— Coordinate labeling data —
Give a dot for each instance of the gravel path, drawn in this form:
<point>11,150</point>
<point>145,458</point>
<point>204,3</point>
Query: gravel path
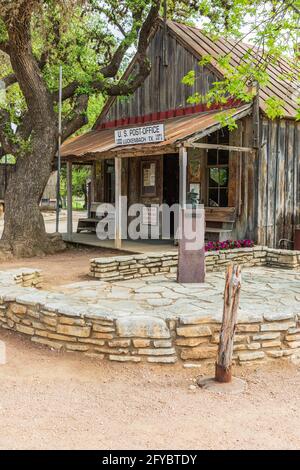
<point>63,401</point>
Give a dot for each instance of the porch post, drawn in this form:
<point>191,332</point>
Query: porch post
<point>182,176</point>
<point>118,212</point>
<point>69,201</point>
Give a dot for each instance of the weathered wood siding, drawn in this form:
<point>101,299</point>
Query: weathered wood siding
<point>278,181</point>
<point>163,89</point>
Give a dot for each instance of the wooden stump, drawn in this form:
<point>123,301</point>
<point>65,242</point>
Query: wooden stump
<point>230,311</point>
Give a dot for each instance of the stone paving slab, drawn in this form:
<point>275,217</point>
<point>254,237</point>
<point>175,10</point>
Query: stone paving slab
<point>267,293</point>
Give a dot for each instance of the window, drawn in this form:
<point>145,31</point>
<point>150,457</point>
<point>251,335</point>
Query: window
<point>110,181</point>
<point>218,170</point>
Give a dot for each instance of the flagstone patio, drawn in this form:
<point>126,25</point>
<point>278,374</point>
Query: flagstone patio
<point>266,293</point>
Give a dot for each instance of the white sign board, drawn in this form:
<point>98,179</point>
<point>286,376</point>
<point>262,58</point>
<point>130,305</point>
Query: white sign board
<point>150,215</point>
<point>140,135</point>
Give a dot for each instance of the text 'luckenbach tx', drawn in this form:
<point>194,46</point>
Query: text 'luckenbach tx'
<point>154,459</point>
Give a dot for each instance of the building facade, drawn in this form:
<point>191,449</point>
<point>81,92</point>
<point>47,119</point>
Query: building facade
<point>248,179</point>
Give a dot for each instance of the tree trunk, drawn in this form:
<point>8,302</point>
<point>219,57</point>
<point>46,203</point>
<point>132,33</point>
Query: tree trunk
<point>24,228</point>
<point>231,305</point>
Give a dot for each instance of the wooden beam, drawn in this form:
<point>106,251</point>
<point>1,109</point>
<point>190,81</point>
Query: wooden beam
<point>182,176</point>
<point>69,201</point>
<point>118,205</point>
<point>231,148</point>
<point>213,128</point>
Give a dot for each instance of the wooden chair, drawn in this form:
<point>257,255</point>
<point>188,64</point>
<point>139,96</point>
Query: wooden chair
<point>89,224</point>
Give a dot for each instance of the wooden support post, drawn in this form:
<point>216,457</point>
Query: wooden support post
<point>118,206</point>
<point>69,201</point>
<point>230,311</point>
<point>182,176</point>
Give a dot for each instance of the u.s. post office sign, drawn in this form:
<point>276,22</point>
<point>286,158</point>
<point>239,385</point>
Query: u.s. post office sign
<point>140,135</point>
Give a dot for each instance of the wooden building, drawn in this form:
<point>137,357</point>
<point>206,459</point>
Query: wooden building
<point>248,179</point>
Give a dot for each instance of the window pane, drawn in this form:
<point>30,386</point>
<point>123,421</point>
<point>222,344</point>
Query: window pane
<point>213,177</point>
<point>212,157</point>
<point>213,197</point>
<point>223,177</point>
<point>223,157</point>
<point>223,198</point>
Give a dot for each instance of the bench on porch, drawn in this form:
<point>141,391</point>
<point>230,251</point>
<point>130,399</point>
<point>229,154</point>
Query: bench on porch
<point>219,223</point>
<point>89,224</point>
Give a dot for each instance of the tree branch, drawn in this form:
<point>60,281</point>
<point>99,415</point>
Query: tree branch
<point>144,67</point>
<point>8,146</point>
<point>4,47</point>
<point>79,117</point>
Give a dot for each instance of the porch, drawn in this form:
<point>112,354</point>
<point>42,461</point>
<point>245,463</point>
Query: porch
<point>189,163</point>
<point>130,246</point>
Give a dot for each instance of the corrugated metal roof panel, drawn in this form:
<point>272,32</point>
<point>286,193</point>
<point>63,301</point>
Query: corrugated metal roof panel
<point>176,130</point>
<point>286,90</point>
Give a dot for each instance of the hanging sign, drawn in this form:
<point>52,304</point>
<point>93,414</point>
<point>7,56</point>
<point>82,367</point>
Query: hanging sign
<point>140,135</point>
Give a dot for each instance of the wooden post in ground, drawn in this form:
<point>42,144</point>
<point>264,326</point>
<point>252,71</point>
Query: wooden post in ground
<point>230,311</point>
<point>69,201</point>
<point>118,202</point>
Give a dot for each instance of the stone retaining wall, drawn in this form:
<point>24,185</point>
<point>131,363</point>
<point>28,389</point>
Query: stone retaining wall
<point>140,338</point>
<point>136,266</point>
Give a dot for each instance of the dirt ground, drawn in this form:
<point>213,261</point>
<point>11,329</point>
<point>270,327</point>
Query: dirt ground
<point>62,268</point>
<point>51,400</point>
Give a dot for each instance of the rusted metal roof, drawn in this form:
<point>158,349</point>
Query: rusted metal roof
<point>101,143</point>
<point>279,86</point>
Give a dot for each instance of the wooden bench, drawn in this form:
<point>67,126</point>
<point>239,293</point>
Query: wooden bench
<point>219,223</point>
<point>89,224</point>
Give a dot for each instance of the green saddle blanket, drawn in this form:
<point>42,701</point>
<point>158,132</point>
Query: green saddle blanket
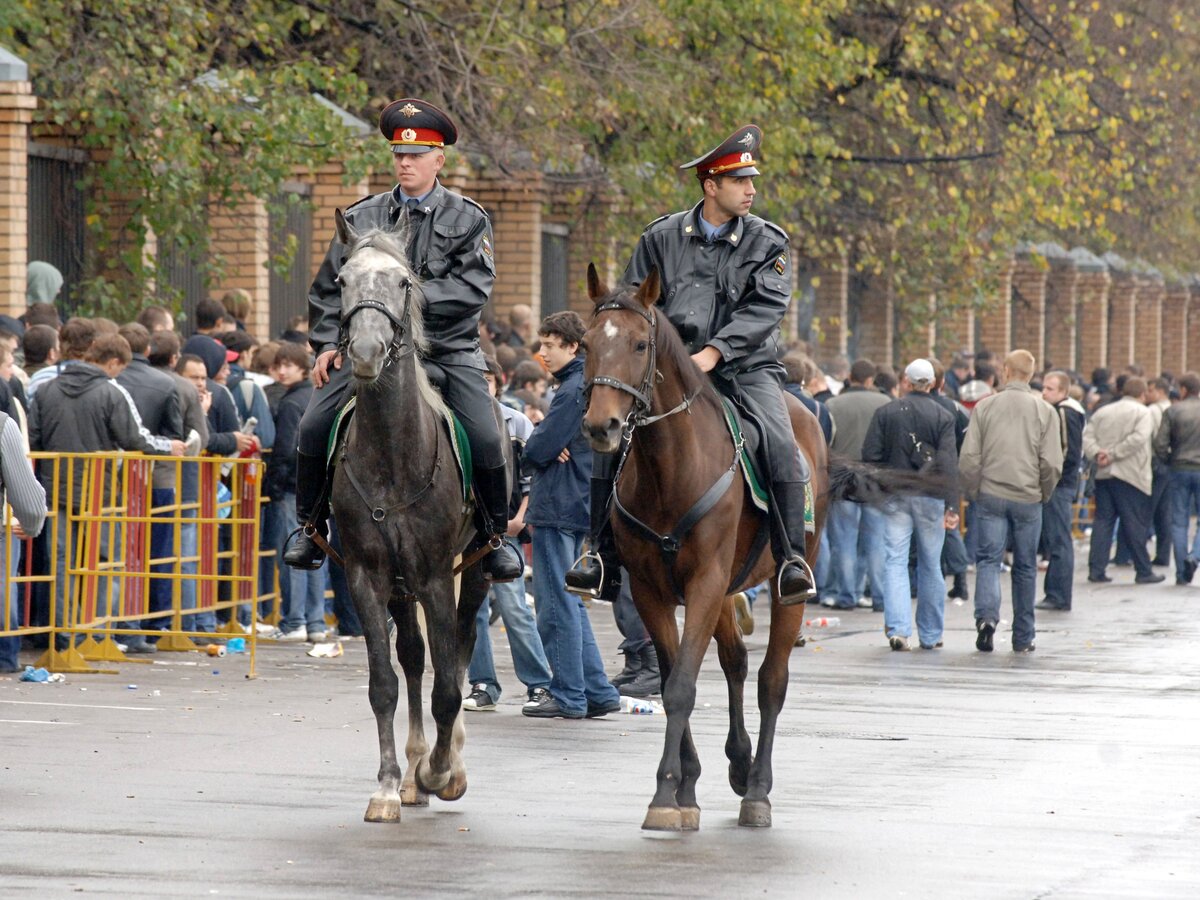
<point>750,472</point>
<point>454,427</point>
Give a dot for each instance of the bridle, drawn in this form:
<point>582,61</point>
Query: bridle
<point>643,396</point>
<point>400,347</point>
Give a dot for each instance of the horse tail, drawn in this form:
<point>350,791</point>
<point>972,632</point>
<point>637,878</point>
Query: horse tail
<point>864,483</point>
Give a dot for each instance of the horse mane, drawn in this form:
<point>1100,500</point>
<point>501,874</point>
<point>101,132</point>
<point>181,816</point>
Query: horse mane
<point>671,348</point>
<point>394,244</point>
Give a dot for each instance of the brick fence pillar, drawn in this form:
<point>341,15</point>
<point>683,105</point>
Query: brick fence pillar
<point>17,106</point>
<point>831,307</point>
<point>1147,324</point>
<point>1122,311</point>
<point>1092,311</point>
<point>1175,329</point>
<point>876,319</point>
<point>995,321</point>
<point>1029,293</point>
<point>1061,316</point>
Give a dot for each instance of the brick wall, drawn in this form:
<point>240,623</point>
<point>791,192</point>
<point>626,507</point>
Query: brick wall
<point>1147,342</point>
<point>1122,312</point>
<point>831,307</point>
<point>1061,316</point>
<point>1092,311</point>
<point>995,324</point>
<point>1175,329</point>
<point>17,106</point>
<point>1029,305</point>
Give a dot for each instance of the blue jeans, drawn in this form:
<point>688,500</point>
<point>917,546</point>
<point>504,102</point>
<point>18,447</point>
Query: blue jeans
<point>845,526</point>
<point>577,671</point>
<point>528,657</point>
<point>1185,501</point>
<point>1059,546</point>
<point>10,646</point>
<point>870,546</point>
<point>997,520</point>
<point>907,519</point>
<point>301,592</point>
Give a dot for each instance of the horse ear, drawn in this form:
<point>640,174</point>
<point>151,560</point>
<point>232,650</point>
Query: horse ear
<point>648,292</point>
<point>346,233</point>
<point>597,288</point>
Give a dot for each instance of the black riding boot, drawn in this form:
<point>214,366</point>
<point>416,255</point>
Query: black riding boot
<point>312,510</point>
<point>601,579</point>
<point>492,499</point>
<point>796,583</point>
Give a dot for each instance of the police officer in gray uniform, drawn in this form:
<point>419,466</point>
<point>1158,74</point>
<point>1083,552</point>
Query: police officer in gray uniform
<point>726,285</point>
<point>450,249</point>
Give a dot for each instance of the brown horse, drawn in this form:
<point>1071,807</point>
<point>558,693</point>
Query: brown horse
<point>645,385</point>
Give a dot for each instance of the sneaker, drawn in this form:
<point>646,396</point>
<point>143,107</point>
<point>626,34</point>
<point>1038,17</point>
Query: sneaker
<point>984,639</point>
<point>480,701</point>
<point>597,709</point>
<point>298,636</point>
<point>743,612</point>
<point>547,708</point>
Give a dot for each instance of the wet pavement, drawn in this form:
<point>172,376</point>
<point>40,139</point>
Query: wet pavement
<point>1073,772</point>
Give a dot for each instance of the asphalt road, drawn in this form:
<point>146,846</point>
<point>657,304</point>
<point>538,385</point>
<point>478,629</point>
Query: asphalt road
<point>1073,772</point>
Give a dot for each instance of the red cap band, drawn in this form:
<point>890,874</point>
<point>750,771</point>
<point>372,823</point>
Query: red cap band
<point>421,137</point>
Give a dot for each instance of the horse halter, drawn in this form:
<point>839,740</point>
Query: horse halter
<point>400,327</point>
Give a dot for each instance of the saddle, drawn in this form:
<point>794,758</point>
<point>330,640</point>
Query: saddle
<point>744,427</point>
<point>457,435</point>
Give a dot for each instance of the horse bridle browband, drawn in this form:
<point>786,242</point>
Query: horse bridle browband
<point>400,324</point>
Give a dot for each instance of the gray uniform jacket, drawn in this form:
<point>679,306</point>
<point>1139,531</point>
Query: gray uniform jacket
<point>450,247</point>
<point>730,294</point>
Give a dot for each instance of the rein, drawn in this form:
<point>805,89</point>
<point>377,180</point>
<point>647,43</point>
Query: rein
<point>671,543</point>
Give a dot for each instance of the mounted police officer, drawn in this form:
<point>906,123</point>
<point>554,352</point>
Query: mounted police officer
<point>450,249</point>
<point>726,285</point>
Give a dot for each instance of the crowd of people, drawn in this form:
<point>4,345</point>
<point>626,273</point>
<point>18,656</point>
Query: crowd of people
<point>1020,450</point>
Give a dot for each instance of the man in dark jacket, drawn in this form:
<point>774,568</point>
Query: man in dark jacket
<point>726,285</point>
<point>561,460</point>
<point>915,433</point>
<point>83,412</point>
<point>1056,511</point>
<point>450,249</point>
<point>1177,443</point>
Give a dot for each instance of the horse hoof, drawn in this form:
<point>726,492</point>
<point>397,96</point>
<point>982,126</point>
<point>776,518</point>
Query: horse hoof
<point>426,781</point>
<point>455,789</point>
<point>755,814</point>
<point>383,809</point>
<point>413,796</point>
<point>663,819</point>
<point>689,819</point>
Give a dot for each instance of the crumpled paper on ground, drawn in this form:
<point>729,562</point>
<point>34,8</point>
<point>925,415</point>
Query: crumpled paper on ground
<point>327,651</point>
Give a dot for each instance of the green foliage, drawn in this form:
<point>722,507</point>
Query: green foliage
<point>187,107</point>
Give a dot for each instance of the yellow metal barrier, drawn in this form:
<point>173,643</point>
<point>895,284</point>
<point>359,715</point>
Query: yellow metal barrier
<point>99,579</point>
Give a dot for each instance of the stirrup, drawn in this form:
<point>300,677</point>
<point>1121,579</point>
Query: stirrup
<point>579,589</point>
<point>796,599</point>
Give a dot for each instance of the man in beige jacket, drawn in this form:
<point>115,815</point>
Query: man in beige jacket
<point>1119,441</point>
<point>1009,465</point>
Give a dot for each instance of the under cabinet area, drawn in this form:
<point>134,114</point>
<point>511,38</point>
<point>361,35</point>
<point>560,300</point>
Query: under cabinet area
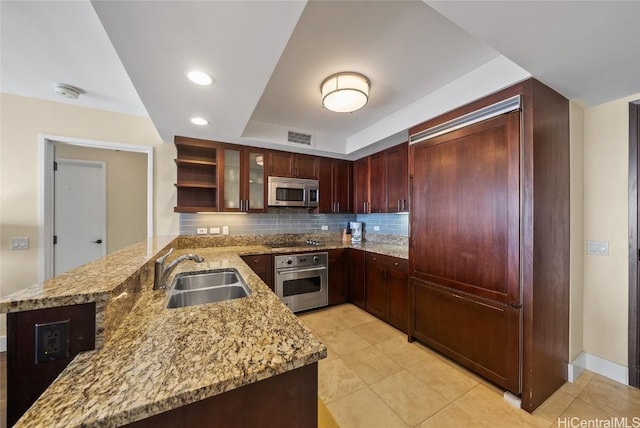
<point>40,344</point>
<point>386,291</point>
<point>339,278</point>
<point>262,265</point>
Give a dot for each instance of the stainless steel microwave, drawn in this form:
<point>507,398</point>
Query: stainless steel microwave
<point>293,192</point>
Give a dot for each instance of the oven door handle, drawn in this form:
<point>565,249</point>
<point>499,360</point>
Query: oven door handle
<point>295,270</point>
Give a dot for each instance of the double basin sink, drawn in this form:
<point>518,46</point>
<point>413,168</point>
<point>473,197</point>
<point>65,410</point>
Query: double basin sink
<point>197,288</point>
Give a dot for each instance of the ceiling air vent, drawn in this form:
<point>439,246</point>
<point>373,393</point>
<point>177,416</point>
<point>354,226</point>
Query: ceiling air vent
<point>299,138</point>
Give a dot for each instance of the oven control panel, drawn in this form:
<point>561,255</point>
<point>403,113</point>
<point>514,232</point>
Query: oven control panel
<point>300,260</point>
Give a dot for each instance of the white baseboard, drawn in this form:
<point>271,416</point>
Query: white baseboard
<point>606,368</point>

— What to produce —
Copy out, word for word, the portion of the entries that begins with the line containing "Give a dot for each instance of the wooden support" and ends with the line containing "<point>223,198</point>", including both of those lines.

— Final result —
Give a dot for each instance of the wooden support post, drawn in this form:
<point>216,457</point>
Query: wooden support post
<point>118,206</point>
<point>69,201</point>
<point>230,311</point>
<point>182,176</point>
Give a dot for each instance of the u.s. post office sign, drawn in this form:
<point>276,22</point>
<point>286,158</point>
<point>239,385</point>
Query: u.s. post office sign
<point>140,135</point>
Give a dot for each instance of the wooden building, drawn in this form:
<point>137,357</point>
<point>206,459</point>
Query: wooden building
<point>248,179</point>
Give a dot for each instance of the window pane, drawn in this form:
<point>30,386</point>
<point>123,421</point>
<point>222,344</point>
Query: window pane
<point>213,177</point>
<point>212,157</point>
<point>213,197</point>
<point>223,177</point>
<point>223,157</point>
<point>223,198</point>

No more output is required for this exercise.